## Records contained in a dataset:
○ ○ ○ ○ ○ ○ ○
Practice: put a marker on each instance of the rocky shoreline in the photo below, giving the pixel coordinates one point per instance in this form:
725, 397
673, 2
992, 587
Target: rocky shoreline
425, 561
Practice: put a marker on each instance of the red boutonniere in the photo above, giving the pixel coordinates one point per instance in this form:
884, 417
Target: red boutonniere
○ ○ ○ ○ ○ ○ ○
## WHAT YOU ARE ASKED TO DO:
The answer must be every line from the records above that contains "Practice".

## ANSWER:
Practice: put a marker on each instance of the rocky shoreline in the photo below, giving the pixel coordinates one point per instance in this form:
Practice: put a marker on each instance of the red boutonniere in the photo above, giving the pixel coordinates one point per instance in this form:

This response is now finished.